- [TASK DETAILS]
Since only part of the material below is wanted, output exactly the lines from the one with "Target: utility pole" up to and including the one with "Provide the location of each instance of the hill as".

- [SOURCE MATERIAL]
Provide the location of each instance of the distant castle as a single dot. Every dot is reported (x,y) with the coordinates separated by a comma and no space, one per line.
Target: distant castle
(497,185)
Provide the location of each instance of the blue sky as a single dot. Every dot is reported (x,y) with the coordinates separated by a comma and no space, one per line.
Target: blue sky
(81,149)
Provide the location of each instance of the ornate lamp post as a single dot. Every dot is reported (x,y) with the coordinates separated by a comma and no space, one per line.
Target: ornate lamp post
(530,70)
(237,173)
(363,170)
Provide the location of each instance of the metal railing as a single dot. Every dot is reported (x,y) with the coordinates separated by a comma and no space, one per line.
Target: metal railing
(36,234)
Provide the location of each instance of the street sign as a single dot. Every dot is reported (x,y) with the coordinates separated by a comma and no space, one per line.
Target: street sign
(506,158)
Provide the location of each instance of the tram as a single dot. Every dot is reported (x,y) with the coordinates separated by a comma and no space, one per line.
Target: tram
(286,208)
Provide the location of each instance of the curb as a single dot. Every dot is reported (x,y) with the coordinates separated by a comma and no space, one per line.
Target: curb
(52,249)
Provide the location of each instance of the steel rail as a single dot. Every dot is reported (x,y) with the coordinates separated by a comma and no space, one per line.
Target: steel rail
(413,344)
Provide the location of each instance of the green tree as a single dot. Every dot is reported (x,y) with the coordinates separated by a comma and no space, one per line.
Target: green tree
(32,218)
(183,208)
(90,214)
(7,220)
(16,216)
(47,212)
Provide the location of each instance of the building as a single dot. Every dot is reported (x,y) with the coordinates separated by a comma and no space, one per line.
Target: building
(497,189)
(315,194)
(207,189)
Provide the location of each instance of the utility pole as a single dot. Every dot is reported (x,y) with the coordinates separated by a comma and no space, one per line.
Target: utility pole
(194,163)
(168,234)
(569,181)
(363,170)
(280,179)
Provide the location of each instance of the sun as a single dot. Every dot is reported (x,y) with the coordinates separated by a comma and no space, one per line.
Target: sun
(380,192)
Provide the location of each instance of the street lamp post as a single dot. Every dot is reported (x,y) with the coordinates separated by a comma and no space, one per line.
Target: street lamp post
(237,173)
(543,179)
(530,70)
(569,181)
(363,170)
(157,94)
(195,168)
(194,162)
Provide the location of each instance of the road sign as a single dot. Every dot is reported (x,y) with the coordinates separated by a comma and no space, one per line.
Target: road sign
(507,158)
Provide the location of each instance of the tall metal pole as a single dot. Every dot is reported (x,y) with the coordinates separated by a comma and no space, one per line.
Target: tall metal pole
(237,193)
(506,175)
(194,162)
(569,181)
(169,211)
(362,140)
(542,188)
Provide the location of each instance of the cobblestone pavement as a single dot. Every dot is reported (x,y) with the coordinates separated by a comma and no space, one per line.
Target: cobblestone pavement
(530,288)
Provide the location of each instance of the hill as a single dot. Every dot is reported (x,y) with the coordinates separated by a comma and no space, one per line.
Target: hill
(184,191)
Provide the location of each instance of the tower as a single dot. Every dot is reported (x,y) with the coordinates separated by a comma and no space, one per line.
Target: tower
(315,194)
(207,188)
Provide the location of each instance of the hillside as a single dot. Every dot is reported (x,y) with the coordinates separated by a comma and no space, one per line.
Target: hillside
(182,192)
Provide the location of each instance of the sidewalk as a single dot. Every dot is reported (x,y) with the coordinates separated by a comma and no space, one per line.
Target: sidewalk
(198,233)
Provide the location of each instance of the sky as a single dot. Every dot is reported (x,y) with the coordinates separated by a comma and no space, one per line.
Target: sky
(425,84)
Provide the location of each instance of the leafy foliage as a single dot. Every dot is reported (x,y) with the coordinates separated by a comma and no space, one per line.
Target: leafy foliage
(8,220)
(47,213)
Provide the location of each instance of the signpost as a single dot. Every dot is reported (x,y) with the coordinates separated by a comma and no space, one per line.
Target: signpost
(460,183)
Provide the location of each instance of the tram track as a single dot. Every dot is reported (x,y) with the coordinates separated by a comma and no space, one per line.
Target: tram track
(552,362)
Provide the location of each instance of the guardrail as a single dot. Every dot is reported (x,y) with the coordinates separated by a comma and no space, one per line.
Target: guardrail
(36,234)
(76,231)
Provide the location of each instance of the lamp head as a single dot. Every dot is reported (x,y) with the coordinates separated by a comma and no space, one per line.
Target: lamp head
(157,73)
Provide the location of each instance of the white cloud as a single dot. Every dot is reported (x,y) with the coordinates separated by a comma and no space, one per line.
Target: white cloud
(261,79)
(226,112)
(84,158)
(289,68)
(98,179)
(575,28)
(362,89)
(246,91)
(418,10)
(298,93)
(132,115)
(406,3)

- [ANSWER TO THIS TASK]
Target: utility pole
(194,163)
(168,234)
(569,181)
(363,170)
(280,179)
Provide the location of each instance of the sun as a single dot. Every dot is reported (x,y) with the coordinates separated by a comma and no space, one per line.
Target: sun
(380,192)
Provide the location of each instance of the street lamp post as a single dot. Every dot is reported (x,y) with the coordinates separated by a comma and no space, one per line.
Target: street lamp post
(237,173)
(543,179)
(530,70)
(569,181)
(363,170)
(157,94)
(195,168)
(194,162)
Provide the location of each instance of the road sign as a single dot. Every dot is reported (x,y) with the coordinates separated by a comma and no space, one per line.
Target: road sign
(507,158)
Provide the location of each instance of the tall metal pole as a single dot. Every dot is reported (x,y) with the coordinates separated by a comma and no space, one per line.
Target: tall metal pole
(237,193)
(506,175)
(194,162)
(569,181)
(169,211)
(362,140)
(542,188)
Provide the location of each instance of the cobblestone pavement as a single dot. Every dot is reported (x,y) with the coordinates separated by a comma and no space, one per line.
Target: cobblestone pavement
(530,288)
Provide the location of each instance of the hill as a single dot. Every dot is reported (x,y) with the coordinates separated by a comma and no space, one per line.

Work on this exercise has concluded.